▶ [RECORDS SHOWN]
====

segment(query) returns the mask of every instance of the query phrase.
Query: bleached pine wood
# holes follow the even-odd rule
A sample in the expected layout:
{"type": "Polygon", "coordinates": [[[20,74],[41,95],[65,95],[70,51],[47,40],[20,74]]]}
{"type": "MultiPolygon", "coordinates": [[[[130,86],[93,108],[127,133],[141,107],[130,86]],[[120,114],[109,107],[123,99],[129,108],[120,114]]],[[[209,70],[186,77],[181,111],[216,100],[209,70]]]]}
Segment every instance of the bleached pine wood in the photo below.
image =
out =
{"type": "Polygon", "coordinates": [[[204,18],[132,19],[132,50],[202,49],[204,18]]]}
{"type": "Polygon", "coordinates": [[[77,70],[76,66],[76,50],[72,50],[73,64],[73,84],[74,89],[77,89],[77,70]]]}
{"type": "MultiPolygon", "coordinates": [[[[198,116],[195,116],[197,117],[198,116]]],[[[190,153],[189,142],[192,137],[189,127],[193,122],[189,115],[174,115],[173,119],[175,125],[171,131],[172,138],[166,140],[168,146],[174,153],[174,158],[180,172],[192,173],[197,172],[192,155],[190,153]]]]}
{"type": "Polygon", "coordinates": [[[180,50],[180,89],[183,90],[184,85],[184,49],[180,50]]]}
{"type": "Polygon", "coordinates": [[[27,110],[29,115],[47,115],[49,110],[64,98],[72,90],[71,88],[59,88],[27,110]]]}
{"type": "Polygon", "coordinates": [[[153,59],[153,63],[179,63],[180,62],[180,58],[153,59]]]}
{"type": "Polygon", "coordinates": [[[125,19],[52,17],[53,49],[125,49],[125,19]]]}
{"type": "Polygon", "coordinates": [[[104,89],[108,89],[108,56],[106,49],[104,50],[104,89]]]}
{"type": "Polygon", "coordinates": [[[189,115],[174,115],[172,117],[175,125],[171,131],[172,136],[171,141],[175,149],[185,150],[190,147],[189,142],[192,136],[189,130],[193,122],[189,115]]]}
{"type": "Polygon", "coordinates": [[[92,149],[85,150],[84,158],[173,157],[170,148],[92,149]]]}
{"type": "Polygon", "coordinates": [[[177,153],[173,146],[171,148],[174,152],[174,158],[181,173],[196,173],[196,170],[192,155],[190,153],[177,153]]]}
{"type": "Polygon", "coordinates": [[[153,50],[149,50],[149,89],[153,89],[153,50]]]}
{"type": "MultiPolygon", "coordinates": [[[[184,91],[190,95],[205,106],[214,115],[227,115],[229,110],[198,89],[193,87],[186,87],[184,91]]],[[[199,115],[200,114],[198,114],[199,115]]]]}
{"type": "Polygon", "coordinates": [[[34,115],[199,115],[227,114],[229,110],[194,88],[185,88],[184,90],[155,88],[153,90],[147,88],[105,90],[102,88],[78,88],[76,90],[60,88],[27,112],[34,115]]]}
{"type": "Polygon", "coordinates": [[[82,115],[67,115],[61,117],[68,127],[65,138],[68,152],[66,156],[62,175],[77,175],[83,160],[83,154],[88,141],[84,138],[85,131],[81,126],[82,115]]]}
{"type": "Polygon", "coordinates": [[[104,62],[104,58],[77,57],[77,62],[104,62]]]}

====

▶ [DIRECTIONS FOR THIS TASK]
Please locate each line in the records above that contains the word "every", and copy those lines out in full.

▶ [SOLUTION TO THIS EXERCISE]
segment(query) returns the mask of every instance of the query phrase.
Segment every instance of the bleached pine wood in the photo below.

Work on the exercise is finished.